Extrait du texte:
━━━━━━━━━━━━━━━━━━━━
IL EST L’HOMME DERRIÈRE LES ÉDITIONS MONSIEUR TOUSSAINT LOUVERTURE. UNE MAISON RÉSOLUMENT HORS NORMES, D’OÙ SORTENT DES LIVRES TIRÉS À QUATRE ÉPINGLES, INSOLENTS DE GÉNIE ET TONITRUANTS.

« Chaque fois qu’un livre part, il y a un peu de moi qui part avec. Les gens ne le savent pas, mais quand ils achètent un de mes livres, ils achètent aussi un peu de moi. » Les éditions Monsieur Toussaint Louverture, c’est lui. A 36 ans, Dominique Bordes est une petite entreprise éditoriale à lui tout seul. Depuis un peu moins de dix ans, le Bordelais piste et débusque ce qu’il appelle des livres « impossibles« , paris éditoriaux hors normes rapidement mués en phénomènes d’édition. Ses plus gros coups à ce jour? Le Dernier stade de la soif, du génie tragi-comique Frederick Exley en 2011, ou le bouleversant Karoo, du dramaturge serbo-américain Steve Tesich en 2012. Ce à quoi il faudra sans doute ajouter dans les jours qui viennent la destinée étoilée du nouveau-né de son catalogue, le monumental Et quelquefois j’ai comme une grande idée du romancier US culte Ken Kesey (lire critique page 42).
━━━━━━━━━━━━━━━━━━━━
Consignes:
(1) Extrayez l'article sur les éditions Monsieur Toussaint Louverture dans son intégralité, sans aucune modification.
(2) Rassemblez chaque ligne des enregistrements qui contient la chaîne « hair ».
L'article et les enregistrements constituent deux ensembles indépendants.

Données extraites d'une collection:
━━━━━━━━━━━━━━━━━━━━
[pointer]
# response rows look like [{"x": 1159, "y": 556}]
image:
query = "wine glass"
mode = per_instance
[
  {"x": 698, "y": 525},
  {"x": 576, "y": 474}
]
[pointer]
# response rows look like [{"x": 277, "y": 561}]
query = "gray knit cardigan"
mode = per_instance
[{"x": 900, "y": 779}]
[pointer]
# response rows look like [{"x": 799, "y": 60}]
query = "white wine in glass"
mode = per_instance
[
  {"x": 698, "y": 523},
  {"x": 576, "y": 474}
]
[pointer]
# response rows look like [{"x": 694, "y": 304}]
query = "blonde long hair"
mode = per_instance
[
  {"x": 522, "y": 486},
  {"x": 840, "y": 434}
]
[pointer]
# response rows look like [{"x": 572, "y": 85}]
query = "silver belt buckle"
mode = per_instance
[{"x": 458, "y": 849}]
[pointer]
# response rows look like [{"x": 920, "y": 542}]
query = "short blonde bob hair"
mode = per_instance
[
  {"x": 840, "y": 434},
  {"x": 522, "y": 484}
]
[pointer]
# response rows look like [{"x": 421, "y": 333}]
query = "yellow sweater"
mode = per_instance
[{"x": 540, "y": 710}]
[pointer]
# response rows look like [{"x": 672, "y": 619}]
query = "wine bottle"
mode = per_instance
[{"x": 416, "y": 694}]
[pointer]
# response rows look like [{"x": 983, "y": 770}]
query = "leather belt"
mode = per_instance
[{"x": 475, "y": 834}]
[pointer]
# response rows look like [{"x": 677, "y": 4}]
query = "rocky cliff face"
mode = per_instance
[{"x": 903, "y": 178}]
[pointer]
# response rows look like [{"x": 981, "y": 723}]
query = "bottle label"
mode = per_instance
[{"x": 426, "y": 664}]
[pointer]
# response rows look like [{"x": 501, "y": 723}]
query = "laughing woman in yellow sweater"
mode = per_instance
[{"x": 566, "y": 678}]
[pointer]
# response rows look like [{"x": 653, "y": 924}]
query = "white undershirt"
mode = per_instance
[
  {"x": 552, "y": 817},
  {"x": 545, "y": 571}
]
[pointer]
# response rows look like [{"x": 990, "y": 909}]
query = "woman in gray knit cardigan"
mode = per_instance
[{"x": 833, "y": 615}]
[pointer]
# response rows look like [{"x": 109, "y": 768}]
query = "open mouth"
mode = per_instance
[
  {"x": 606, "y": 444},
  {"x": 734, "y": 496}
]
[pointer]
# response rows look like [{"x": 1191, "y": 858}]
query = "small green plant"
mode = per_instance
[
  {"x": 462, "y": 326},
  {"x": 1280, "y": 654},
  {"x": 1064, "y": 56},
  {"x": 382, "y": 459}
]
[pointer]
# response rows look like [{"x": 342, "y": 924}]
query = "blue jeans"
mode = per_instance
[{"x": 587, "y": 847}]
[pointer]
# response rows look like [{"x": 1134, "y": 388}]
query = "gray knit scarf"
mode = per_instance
━━━━━━━━━━━━━━━━━━━━
Réponses:
(1)
IL EST L’HOMME DERRIÈRE LES ÉDITIONS MONSIEUR TOUSSAINT LOUVERTURE. UNE MAISON RÉSOLUMENT HORS NORMES, D’OÙ SORTENT DES LIVRES TIRÉS À QUATRE ÉPINGLES, INSOLENTS DE GÉNIE ET TONITRUANTS.

« Chaque fois qu’un livre part, il y a un peu de moi qui part avec. Les gens ne le savent pas, mais quand ils achètent un de mes livres, ils achètent aussi un peu de moi. » Les éditions Monsieur Toussaint Louverture, c’est lui. A 36 ans, Dominique Bordes est une petite entreprise éditoriale à lui tout seul. Depuis un peu moins de dix ans, le Bordelais piste et débusque ce qu’il appelle des livres « impossibles« , paris éditoriaux hors normes rapidement mués en phénomènes d’édition. Ses plus gros coups à ce jour? Le Dernier stade de la soif, du génie tragi-comique Frederick Exley en 2011, ou le bouleversant Karoo, du dramaturge serbo-américain Steve Tesich en 2012. Ce à quoi il faudra sans doute ajouter dans les jours qui viennent la destinée étoilée du nouveau-né de son catalogue, le monumental Et quelquefois j’ai comme une grande idée du romancier US culte Ken Kesey (lire critique page 42).

(2)
query = "blonde long hair"
query = "short blonde bob hair"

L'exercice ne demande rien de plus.